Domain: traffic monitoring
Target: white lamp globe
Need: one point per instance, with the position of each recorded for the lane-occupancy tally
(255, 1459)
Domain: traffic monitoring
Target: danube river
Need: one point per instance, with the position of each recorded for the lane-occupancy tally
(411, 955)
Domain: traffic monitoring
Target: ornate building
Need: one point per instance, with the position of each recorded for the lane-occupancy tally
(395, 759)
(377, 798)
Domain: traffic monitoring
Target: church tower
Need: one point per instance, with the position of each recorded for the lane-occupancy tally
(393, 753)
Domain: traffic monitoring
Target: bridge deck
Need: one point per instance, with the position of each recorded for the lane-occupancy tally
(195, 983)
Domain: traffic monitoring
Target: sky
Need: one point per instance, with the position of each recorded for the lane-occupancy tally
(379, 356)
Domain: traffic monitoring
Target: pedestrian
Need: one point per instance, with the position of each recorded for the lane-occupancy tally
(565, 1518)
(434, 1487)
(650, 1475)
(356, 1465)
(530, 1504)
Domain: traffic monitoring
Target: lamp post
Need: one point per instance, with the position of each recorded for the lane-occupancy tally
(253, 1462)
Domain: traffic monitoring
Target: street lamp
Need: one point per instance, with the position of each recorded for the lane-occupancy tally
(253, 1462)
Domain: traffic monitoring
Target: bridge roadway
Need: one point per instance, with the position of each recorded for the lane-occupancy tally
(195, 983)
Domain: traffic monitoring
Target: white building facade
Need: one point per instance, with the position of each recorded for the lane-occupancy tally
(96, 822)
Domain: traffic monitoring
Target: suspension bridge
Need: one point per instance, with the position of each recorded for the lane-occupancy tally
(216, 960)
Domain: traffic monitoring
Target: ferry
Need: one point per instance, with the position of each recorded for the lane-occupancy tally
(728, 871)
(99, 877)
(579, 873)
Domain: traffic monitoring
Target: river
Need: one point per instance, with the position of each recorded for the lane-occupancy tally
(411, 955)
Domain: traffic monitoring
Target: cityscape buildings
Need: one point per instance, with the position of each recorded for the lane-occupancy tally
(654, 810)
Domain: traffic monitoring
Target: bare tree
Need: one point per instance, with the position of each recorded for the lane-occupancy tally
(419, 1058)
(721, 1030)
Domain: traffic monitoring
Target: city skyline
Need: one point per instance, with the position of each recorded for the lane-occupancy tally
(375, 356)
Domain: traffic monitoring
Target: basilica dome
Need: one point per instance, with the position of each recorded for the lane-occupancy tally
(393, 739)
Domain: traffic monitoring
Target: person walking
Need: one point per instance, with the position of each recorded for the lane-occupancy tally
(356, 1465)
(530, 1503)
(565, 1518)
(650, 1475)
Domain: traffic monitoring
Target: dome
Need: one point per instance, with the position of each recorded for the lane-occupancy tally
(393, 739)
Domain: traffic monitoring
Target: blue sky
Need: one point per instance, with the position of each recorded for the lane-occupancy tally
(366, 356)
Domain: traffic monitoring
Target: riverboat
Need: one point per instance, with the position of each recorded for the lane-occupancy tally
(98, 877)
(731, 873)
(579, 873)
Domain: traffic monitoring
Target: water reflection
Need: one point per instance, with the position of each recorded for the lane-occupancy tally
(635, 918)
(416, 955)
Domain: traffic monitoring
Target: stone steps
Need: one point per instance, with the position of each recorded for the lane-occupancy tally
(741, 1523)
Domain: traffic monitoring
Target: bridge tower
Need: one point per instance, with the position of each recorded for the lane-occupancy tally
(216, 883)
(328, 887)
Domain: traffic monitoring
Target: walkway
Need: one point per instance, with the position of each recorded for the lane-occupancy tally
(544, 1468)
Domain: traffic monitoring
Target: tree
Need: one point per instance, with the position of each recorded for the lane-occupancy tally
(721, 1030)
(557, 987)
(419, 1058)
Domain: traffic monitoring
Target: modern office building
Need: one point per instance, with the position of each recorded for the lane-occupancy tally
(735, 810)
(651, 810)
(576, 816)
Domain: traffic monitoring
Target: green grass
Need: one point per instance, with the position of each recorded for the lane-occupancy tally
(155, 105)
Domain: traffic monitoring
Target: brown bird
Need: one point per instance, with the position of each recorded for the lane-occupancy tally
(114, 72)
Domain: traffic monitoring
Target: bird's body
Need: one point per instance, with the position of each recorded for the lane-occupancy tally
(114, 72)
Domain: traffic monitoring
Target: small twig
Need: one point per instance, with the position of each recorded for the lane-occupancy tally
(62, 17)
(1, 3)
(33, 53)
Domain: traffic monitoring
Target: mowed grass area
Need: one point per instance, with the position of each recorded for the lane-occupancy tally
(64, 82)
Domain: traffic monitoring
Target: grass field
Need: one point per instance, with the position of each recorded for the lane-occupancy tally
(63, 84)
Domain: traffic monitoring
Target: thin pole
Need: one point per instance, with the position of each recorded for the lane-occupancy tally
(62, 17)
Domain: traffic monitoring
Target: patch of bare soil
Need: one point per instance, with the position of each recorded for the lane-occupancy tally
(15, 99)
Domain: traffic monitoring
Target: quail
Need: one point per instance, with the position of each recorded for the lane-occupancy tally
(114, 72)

• **WHAT YOU ARE ASKED TO DO**:
List every line of the entries above that contains the word "grass", treating uppercase and lowercase as different.

• **COMPLETE RESPONSE**:
Target: green grass
Target: mowed grass area
Target: grass field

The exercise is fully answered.